## TASK DIRECTIONS
Go through the listing below and show each line that has the word "structure".
DATASET EXTRACT Block Start
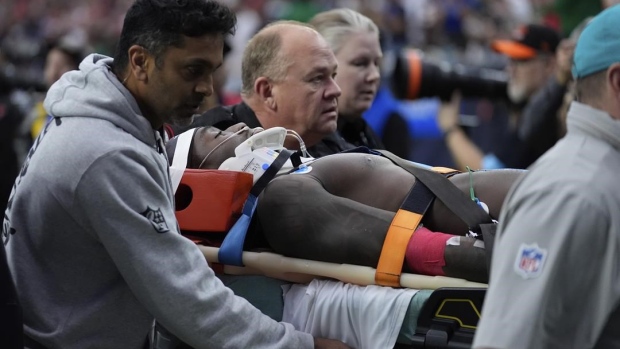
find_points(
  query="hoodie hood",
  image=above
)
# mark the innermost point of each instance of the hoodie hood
(94, 91)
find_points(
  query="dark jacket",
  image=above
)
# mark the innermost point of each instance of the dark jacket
(224, 117)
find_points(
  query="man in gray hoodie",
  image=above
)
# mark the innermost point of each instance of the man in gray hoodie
(90, 231)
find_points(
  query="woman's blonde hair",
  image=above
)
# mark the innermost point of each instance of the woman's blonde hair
(335, 25)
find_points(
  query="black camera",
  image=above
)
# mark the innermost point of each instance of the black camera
(413, 77)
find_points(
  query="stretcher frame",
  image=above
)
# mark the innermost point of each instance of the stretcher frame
(448, 319)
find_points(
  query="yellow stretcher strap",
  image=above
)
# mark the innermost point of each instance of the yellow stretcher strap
(394, 247)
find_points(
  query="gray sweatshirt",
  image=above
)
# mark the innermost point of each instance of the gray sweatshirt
(92, 239)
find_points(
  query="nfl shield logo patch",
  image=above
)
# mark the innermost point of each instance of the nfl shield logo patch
(157, 219)
(530, 261)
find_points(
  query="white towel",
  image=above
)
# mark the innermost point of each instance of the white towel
(360, 316)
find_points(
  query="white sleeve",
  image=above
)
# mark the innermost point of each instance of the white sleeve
(552, 273)
(125, 202)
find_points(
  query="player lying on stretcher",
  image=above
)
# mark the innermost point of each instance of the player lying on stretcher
(339, 208)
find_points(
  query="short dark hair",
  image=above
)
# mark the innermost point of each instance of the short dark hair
(157, 25)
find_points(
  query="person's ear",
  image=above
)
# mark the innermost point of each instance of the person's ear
(613, 83)
(138, 62)
(264, 89)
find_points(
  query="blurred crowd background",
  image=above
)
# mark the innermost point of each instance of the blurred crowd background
(453, 31)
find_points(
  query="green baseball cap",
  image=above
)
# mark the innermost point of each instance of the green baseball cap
(598, 46)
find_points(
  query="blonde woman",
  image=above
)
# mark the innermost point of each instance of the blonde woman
(354, 38)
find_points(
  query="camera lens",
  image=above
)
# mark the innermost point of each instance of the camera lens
(413, 77)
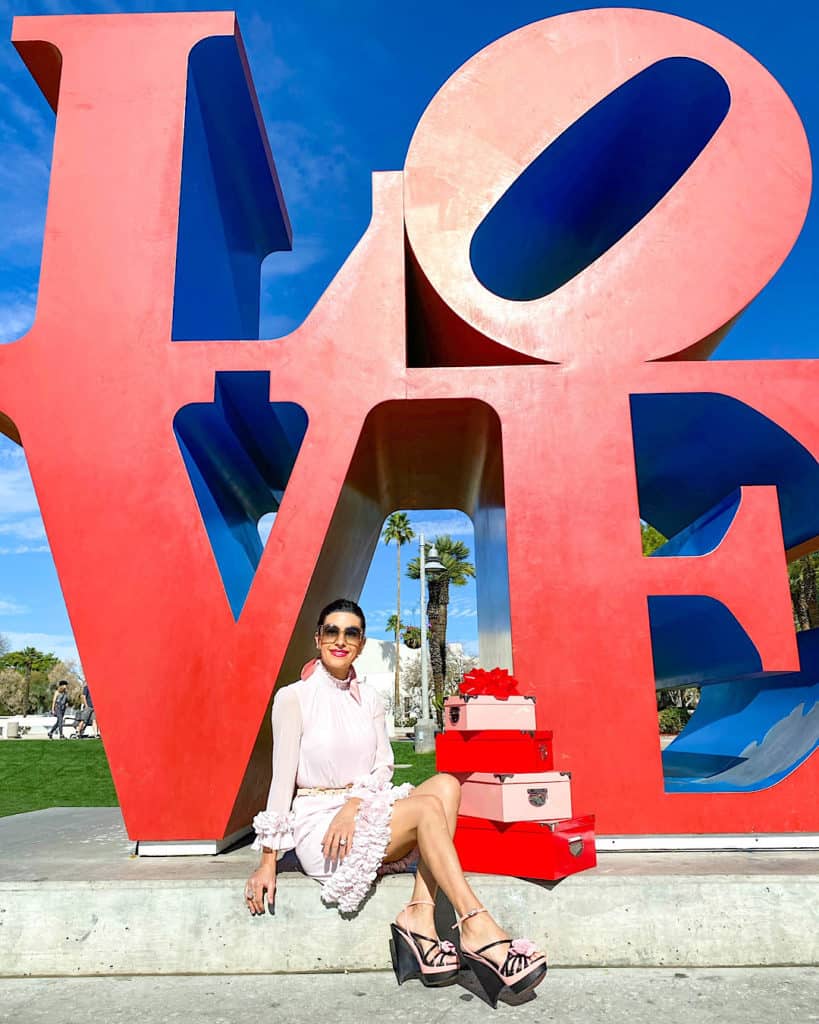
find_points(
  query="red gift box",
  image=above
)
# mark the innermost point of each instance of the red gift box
(480, 712)
(493, 750)
(527, 797)
(548, 850)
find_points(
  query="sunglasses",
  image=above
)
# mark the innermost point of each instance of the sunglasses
(353, 634)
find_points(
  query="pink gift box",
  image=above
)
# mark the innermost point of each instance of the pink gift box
(470, 713)
(542, 796)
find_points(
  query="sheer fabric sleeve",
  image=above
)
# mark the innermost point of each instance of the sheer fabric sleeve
(380, 775)
(273, 825)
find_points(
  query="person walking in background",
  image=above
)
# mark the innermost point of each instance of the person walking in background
(59, 705)
(86, 717)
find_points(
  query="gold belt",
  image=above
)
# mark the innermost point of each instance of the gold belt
(316, 791)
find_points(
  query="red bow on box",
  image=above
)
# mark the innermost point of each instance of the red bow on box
(496, 683)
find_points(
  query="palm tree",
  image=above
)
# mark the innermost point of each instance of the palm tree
(397, 528)
(27, 660)
(454, 556)
(392, 624)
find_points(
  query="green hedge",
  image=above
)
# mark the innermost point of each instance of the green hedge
(673, 720)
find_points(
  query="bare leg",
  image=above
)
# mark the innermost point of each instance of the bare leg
(421, 919)
(421, 818)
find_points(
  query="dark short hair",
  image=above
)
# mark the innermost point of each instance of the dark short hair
(341, 604)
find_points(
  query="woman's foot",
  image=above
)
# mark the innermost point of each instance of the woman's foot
(419, 920)
(479, 931)
(500, 964)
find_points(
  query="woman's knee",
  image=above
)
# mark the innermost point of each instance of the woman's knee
(448, 788)
(428, 805)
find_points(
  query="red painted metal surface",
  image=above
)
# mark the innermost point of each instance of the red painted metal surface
(526, 849)
(537, 448)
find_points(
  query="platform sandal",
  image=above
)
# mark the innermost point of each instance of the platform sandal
(522, 970)
(411, 960)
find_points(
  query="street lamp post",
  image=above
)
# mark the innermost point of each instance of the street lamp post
(425, 726)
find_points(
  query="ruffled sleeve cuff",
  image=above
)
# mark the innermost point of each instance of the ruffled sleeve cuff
(273, 830)
(368, 785)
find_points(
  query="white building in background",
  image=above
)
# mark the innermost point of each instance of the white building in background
(377, 663)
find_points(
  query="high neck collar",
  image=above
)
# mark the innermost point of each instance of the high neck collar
(349, 684)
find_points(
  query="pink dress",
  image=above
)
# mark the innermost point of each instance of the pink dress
(330, 733)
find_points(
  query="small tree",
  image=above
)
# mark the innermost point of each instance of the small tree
(27, 662)
(11, 689)
(397, 528)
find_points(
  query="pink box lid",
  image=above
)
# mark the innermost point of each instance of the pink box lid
(523, 778)
(466, 697)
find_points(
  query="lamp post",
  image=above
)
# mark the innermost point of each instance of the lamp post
(425, 726)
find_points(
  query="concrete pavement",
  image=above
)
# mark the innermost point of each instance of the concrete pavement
(738, 995)
(75, 901)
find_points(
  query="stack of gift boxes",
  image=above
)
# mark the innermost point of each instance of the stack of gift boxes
(516, 815)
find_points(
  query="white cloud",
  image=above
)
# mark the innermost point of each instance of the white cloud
(16, 314)
(30, 528)
(61, 644)
(454, 523)
(305, 253)
(19, 514)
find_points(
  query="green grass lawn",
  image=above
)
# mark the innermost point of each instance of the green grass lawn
(39, 774)
(422, 766)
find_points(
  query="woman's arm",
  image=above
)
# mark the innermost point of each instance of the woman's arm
(273, 825)
(380, 775)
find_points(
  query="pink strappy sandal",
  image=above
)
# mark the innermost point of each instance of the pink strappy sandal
(523, 969)
(433, 965)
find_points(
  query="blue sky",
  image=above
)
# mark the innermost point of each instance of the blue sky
(341, 87)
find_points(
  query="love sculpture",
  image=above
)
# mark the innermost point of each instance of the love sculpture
(586, 208)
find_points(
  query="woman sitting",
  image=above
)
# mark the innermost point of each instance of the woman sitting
(333, 801)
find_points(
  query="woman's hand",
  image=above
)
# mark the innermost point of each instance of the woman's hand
(338, 840)
(260, 887)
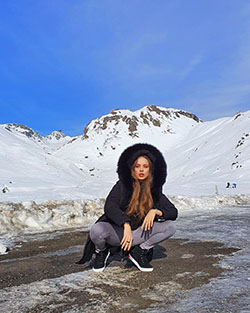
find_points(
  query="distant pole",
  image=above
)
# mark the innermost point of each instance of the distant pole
(216, 190)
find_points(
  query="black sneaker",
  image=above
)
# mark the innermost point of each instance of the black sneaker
(101, 260)
(139, 257)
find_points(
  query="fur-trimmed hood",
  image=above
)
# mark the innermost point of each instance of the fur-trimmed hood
(129, 155)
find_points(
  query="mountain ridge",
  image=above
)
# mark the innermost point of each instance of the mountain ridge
(201, 156)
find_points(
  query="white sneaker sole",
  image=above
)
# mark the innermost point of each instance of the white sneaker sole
(98, 270)
(143, 269)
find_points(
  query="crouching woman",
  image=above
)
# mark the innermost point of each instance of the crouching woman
(137, 215)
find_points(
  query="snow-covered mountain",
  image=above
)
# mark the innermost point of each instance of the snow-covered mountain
(202, 156)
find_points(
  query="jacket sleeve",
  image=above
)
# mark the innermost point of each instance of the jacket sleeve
(167, 208)
(112, 208)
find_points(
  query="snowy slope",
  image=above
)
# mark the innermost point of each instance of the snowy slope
(201, 157)
(213, 154)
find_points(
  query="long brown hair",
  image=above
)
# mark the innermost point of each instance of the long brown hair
(141, 201)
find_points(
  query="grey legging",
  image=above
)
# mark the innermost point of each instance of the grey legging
(103, 233)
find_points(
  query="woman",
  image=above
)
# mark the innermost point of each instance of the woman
(137, 215)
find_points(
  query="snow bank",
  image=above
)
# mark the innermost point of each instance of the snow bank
(55, 215)
(186, 203)
(49, 215)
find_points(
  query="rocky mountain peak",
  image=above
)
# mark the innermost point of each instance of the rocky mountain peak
(57, 134)
(23, 129)
(130, 122)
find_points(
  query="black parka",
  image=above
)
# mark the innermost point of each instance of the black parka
(117, 201)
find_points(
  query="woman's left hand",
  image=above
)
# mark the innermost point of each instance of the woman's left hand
(149, 219)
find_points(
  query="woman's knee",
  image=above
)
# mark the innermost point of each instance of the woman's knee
(171, 228)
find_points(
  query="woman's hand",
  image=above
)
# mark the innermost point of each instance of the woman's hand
(127, 239)
(149, 219)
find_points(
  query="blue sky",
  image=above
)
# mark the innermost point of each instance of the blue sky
(64, 63)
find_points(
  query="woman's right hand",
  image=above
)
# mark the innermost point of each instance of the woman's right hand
(127, 239)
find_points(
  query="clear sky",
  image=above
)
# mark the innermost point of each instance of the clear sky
(66, 62)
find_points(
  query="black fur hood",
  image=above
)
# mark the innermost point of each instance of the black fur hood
(129, 155)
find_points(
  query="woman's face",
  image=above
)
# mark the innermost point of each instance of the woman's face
(141, 168)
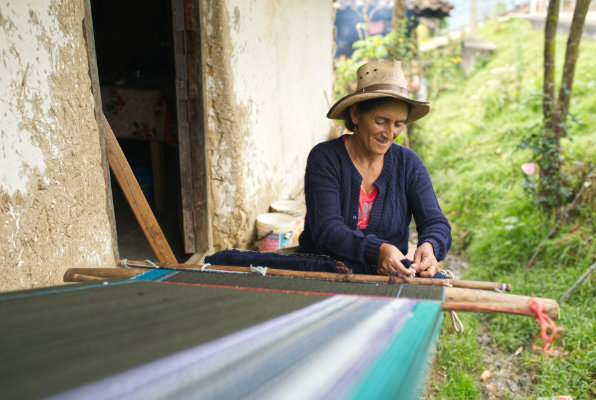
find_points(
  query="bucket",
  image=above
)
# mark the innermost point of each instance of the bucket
(275, 231)
(296, 209)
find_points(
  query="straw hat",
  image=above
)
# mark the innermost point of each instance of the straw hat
(380, 79)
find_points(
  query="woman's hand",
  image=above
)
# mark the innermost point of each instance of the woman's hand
(425, 262)
(389, 260)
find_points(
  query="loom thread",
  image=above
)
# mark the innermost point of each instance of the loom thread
(204, 266)
(458, 326)
(259, 270)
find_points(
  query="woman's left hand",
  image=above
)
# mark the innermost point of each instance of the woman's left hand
(425, 262)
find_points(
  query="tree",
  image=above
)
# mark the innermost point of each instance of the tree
(552, 182)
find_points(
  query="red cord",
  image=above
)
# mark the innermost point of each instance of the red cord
(546, 324)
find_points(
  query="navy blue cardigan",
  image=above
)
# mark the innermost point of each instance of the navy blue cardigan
(332, 189)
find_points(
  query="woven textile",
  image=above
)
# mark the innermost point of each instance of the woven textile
(155, 337)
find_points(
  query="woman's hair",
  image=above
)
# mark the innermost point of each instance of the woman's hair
(366, 106)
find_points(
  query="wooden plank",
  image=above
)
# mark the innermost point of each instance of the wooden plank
(182, 123)
(483, 301)
(136, 198)
(456, 299)
(95, 89)
(196, 120)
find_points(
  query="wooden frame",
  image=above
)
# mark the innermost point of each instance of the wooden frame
(95, 90)
(191, 124)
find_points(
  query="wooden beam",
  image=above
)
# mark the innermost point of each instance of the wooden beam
(456, 299)
(136, 198)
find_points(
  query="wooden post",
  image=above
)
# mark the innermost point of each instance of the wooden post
(136, 198)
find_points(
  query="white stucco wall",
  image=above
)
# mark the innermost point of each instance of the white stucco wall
(53, 202)
(277, 85)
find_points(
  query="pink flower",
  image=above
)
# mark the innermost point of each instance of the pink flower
(529, 168)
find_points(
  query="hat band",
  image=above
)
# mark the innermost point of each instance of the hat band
(383, 86)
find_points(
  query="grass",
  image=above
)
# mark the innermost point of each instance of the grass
(469, 143)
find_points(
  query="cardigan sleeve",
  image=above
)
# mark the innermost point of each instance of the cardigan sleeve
(327, 225)
(431, 223)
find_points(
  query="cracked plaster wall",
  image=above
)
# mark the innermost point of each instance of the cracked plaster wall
(53, 201)
(268, 81)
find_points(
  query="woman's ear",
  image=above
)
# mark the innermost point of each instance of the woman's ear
(354, 114)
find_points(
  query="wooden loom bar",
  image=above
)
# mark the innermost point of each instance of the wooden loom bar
(337, 276)
(456, 299)
(136, 198)
(461, 299)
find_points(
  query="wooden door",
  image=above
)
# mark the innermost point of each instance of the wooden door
(191, 126)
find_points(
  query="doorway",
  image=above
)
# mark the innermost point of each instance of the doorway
(137, 76)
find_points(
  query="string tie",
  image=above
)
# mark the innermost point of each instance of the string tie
(205, 266)
(549, 331)
(259, 270)
(342, 267)
(458, 326)
(502, 290)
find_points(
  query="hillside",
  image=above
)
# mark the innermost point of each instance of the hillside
(470, 143)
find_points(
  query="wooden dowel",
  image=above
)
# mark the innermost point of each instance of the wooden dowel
(85, 274)
(136, 198)
(337, 276)
(457, 299)
(512, 302)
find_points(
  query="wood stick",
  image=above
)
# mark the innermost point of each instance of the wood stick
(335, 276)
(87, 274)
(457, 299)
(484, 300)
(136, 198)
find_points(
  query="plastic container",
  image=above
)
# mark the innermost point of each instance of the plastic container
(296, 209)
(275, 231)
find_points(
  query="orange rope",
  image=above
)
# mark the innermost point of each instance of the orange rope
(546, 324)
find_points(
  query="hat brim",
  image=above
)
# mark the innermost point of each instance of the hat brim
(340, 109)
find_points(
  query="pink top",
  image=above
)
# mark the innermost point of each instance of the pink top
(365, 204)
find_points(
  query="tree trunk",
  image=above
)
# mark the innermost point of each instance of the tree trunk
(571, 55)
(399, 14)
(550, 31)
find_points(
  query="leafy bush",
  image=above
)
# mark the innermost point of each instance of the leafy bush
(472, 149)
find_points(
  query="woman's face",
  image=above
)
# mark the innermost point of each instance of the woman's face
(379, 127)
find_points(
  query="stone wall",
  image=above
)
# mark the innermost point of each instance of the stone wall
(268, 81)
(54, 210)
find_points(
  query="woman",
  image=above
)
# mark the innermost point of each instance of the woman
(362, 189)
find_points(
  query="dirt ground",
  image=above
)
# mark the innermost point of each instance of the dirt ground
(502, 376)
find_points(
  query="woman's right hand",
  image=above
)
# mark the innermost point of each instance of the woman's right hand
(389, 260)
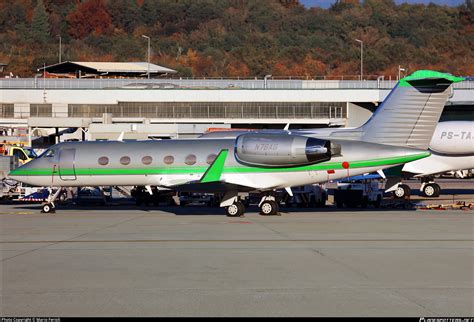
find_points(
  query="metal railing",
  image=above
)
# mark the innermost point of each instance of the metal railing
(131, 83)
(211, 110)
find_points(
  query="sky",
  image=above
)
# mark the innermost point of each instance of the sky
(327, 3)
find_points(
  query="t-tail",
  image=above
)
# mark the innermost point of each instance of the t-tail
(409, 114)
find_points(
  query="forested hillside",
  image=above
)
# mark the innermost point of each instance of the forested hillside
(240, 37)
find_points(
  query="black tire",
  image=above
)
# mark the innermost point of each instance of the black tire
(62, 197)
(269, 208)
(402, 191)
(431, 190)
(47, 208)
(237, 209)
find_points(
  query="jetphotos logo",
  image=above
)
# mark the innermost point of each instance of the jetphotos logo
(422, 319)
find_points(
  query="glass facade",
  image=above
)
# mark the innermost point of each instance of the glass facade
(213, 110)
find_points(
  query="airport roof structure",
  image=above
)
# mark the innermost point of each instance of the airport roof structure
DATASET EXTRACT Block End
## ANSWER TO THIS TASK
  query="airport roof structure",
# mark the innermost point of each instance of the airport roof structure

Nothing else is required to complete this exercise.